Go through the entries and copy every line that has the string "reading" in it.

*** Block opens ***

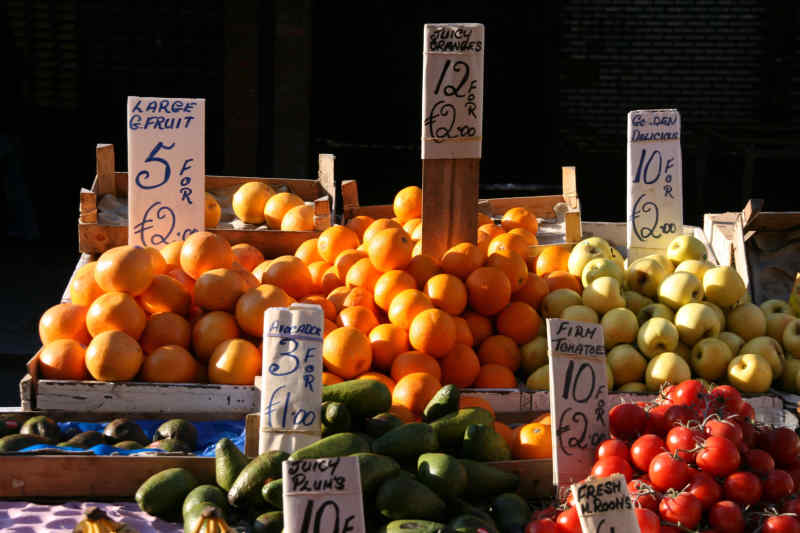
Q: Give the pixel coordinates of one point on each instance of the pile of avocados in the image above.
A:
(416, 477)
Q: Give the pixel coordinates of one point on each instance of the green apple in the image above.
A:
(655, 310)
(750, 373)
(603, 294)
(558, 300)
(626, 363)
(655, 336)
(696, 321)
(747, 320)
(666, 367)
(710, 358)
(645, 275)
(684, 247)
(679, 289)
(723, 286)
(619, 326)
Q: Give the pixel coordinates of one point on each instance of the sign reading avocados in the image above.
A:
(578, 398)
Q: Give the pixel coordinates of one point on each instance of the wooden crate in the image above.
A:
(95, 238)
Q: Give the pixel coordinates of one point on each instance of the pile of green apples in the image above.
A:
(670, 317)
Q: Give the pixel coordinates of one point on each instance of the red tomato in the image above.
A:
(606, 466)
(726, 516)
(743, 488)
(644, 449)
(683, 508)
(668, 472)
(627, 421)
(719, 457)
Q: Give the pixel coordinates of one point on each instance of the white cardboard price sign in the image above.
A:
(452, 91)
(604, 505)
(655, 180)
(323, 495)
(166, 169)
(291, 391)
(578, 398)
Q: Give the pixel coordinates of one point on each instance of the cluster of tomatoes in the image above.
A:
(695, 461)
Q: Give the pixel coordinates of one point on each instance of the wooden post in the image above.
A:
(452, 118)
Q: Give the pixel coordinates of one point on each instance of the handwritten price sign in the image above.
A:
(655, 178)
(291, 393)
(578, 397)
(452, 91)
(166, 169)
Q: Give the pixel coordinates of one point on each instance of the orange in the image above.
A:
(358, 317)
(290, 274)
(388, 341)
(414, 391)
(234, 362)
(62, 359)
(124, 269)
(519, 321)
(247, 255)
(203, 251)
(494, 376)
(64, 321)
(414, 361)
(346, 352)
(210, 330)
(479, 325)
(277, 206)
(500, 350)
(307, 252)
(406, 305)
(298, 218)
(113, 356)
(489, 290)
(335, 240)
(447, 292)
(218, 289)
(169, 364)
(360, 223)
(422, 267)
(115, 311)
(432, 331)
(462, 259)
(460, 366)
(164, 294)
(251, 305)
(163, 329)
(390, 284)
(377, 376)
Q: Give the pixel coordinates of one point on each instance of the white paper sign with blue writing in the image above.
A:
(291, 390)
(604, 505)
(578, 398)
(452, 91)
(166, 169)
(323, 496)
(655, 180)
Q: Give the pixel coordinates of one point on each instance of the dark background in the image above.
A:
(286, 80)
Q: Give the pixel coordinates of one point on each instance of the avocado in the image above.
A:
(162, 494)
(43, 427)
(363, 397)
(333, 446)
(450, 428)
(443, 474)
(122, 429)
(444, 402)
(180, 429)
(483, 443)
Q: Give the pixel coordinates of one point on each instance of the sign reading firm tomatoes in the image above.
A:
(578, 398)
(166, 169)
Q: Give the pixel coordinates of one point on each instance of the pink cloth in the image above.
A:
(26, 517)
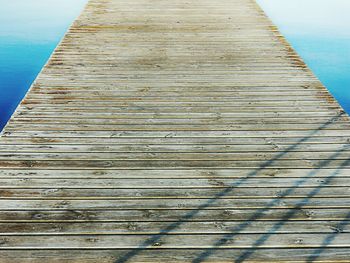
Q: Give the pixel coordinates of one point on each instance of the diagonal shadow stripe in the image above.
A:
(244, 256)
(154, 238)
(329, 239)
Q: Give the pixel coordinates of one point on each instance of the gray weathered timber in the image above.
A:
(175, 131)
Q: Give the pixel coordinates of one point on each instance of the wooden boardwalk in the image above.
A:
(175, 131)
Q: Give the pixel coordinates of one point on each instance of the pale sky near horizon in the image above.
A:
(317, 16)
(21, 18)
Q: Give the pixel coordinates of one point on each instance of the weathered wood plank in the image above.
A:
(175, 131)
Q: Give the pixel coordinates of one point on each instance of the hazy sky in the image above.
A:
(318, 16)
(37, 19)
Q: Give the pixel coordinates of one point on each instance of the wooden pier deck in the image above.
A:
(175, 131)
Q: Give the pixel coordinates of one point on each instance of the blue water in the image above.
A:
(29, 32)
(319, 30)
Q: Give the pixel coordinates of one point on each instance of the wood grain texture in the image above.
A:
(175, 131)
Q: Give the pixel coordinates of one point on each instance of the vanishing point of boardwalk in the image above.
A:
(175, 131)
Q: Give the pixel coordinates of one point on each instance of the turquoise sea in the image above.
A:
(30, 30)
(319, 30)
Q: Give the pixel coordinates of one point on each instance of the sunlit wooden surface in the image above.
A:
(175, 131)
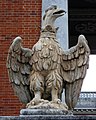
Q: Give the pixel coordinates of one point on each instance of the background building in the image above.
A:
(23, 18)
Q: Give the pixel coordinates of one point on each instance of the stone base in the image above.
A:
(49, 117)
(31, 112)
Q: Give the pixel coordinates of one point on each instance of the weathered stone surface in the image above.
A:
(49, 117)
(27, 112)
(38, 76)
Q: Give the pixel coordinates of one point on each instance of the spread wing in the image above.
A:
(19, 69)
(75, 62)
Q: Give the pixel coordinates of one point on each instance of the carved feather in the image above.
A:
(19, 69)
(74, 66)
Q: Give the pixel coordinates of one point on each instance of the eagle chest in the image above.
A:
(45, 55)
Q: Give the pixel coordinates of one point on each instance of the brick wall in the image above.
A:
(17, 17)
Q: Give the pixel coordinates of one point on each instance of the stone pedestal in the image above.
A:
(37, 112)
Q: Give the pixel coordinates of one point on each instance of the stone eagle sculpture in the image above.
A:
(40, 74)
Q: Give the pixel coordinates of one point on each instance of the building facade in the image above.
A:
(23, 18)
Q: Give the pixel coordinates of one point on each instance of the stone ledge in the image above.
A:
(48, 117)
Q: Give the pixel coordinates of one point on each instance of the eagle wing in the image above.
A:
(74, 64)
(19, 69)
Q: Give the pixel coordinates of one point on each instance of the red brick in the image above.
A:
(17, 18)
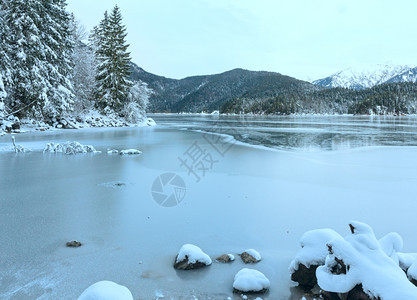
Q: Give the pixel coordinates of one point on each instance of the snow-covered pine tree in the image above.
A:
(40, 51)
(26, 53)
(58, 39)
(113, 62)
(4, 44)
(83, 73)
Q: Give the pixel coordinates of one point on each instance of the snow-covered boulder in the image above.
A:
(191, 257)
(406, 260)
(19, 148)
(312, 254)
(359, 259)
(106, 290)
(150, 122)
(250, 281)
(130, 152)
(225, 258)
(112, 151)
(412, 273)
(250, 256)
(69, 148)
(391, 244)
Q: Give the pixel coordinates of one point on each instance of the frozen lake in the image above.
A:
(275, 179)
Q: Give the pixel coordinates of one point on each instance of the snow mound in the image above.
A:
(106, 290)
(19, 148)
(150, 122)
(130, 152)
(194, 255)
(391, 244)
(313, 248)
(406, 260)
(249, 280)
(359, 259)
(112, 151)
(69, 148)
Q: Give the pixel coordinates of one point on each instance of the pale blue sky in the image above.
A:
(306, 39)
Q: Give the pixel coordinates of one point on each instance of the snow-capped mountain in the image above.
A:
(368, 76)
(409, 75)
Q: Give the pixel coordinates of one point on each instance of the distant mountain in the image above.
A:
(211, 92)
(243, 91)
(366, 77)
(409, 75)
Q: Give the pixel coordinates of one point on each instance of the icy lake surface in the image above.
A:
(275, 179)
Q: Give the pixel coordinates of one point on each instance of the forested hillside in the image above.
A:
(48, 74)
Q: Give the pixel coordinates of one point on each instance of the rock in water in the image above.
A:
(191, 257)
(106, 290)
(250, 281)
(250, 256)
(225, 258)
(74, 244)
(306, 277)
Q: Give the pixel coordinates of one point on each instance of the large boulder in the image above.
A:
(312, 254)
(191, 257)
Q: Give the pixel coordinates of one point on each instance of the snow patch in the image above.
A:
(69, 148)
(194, 254)
(106, 290)
(313, 248)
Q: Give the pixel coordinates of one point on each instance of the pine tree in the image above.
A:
(83, 73)
(26, 53)
(113, 62)
(4, 44)
(58, 39)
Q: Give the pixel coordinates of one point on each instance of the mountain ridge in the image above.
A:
(358, 78)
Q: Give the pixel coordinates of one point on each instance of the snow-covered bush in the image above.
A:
(106, 290)
(359, 259)
(69, 148)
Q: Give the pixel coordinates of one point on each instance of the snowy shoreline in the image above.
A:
(92, 121)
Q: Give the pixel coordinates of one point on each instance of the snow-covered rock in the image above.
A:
(250, 281)
(191, 257)
(130, 152)
(406, 260)
(69, 148)
(312, 254)
(225, 258)
(250, 256)
(106, 290)
(391, 244)
(19, 148)
(366, 76)
(150, 122)
(412, 272)
(112, 151)
(359, 259)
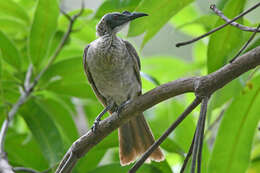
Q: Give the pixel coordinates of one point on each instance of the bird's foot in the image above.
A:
(98, 119)
(120, 107)
(95, 125)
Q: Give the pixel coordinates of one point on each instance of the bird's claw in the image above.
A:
(120, 107)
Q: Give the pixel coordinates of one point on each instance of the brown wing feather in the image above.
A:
(90, 79)
(137, 64)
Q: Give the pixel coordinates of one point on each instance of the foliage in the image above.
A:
(45, 126)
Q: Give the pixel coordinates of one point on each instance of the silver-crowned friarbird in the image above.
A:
(112, 67)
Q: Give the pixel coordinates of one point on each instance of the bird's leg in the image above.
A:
(120, 107)
(100, 115)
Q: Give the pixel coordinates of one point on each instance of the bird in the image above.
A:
(112, 67)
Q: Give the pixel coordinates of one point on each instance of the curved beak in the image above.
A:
(126, 17)
(135, 15)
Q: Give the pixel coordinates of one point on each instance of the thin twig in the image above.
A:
(206, 84)
(186, 160)
(242, 27)
(211, 126)
(244, 47)
(198, 141)
(189, 109)
(218, 28)
(30, 87)
(252, 74)
(23, 169)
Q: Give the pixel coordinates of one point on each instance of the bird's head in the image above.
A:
(111, 23)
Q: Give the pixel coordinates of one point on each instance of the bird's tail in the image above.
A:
(135, 137)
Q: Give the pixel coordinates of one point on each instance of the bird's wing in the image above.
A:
(90, 79)
(137, 64)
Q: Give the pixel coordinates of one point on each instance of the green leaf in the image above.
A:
(11, 8)
(185, 21)
(253, 45)
(159, 13)
(116, 5)
(12, 26)
(161, 167)
(236, 132)
(91, 160)
(224, 44)
(62, 115)
(226, 93)
(9, 52)
(26, 153)
(42, 30)
(44, 130)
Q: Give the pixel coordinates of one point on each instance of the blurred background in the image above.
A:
(63, 107)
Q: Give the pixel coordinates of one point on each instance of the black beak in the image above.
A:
(135, 15)
(120, 19)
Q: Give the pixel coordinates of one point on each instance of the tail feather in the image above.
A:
(135, 137)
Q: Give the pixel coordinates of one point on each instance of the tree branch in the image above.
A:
(245, 46)
(242, 27)
(155, 145)
(28, 89)
(218, 28)
(202, 86)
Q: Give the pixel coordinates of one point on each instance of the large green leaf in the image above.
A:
(62, 115)
(42, 30)
(225, 43)
(23, 150)
(154, 167)
(116, 5)
(231, 152)
(44, 130)
(12, 25)
(11, 8)
(67, 77)
(155, 66)
(159, 13)
(10, 53)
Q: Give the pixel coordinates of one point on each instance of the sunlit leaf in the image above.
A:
(9, 51)
(26, 153)
(42, 30)
(157, 17)
(236, 132)
(225, 43)
(44, 130)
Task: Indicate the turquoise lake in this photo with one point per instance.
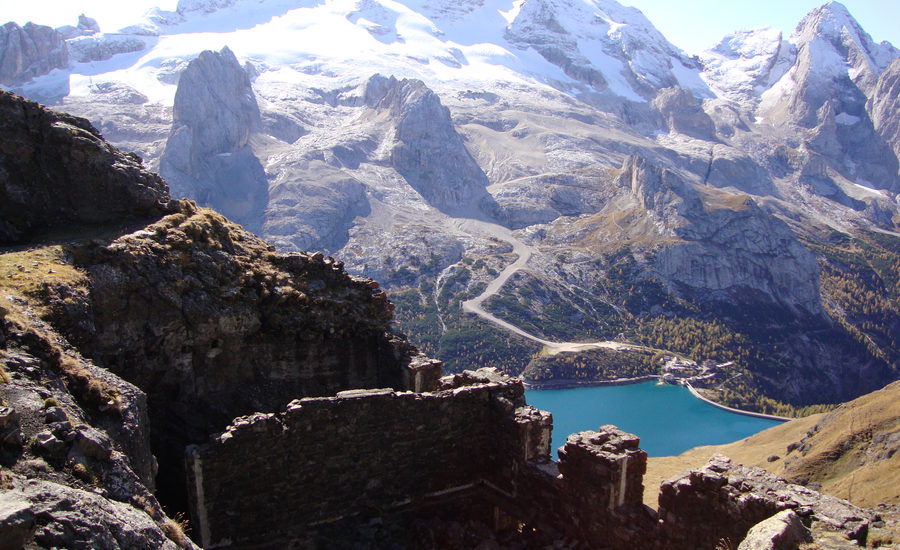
(668, 419)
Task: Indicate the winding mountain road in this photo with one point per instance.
(524, 253)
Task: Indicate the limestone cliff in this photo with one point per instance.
(148, 328)
(208, 155)
(29, 51)
(181, 334)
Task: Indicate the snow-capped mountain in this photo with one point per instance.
(557, 162)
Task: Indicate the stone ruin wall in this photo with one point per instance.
(364, 454)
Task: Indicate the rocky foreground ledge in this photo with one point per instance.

*** Block closes ***

**Solution to the problem:**
Q: Give the pixel coordinates of one point on each instance of the sign reading avocados in the image above.
Q: Give the pixel coordinates of one point on each instance of the sign reading firm tomatoes in the image above.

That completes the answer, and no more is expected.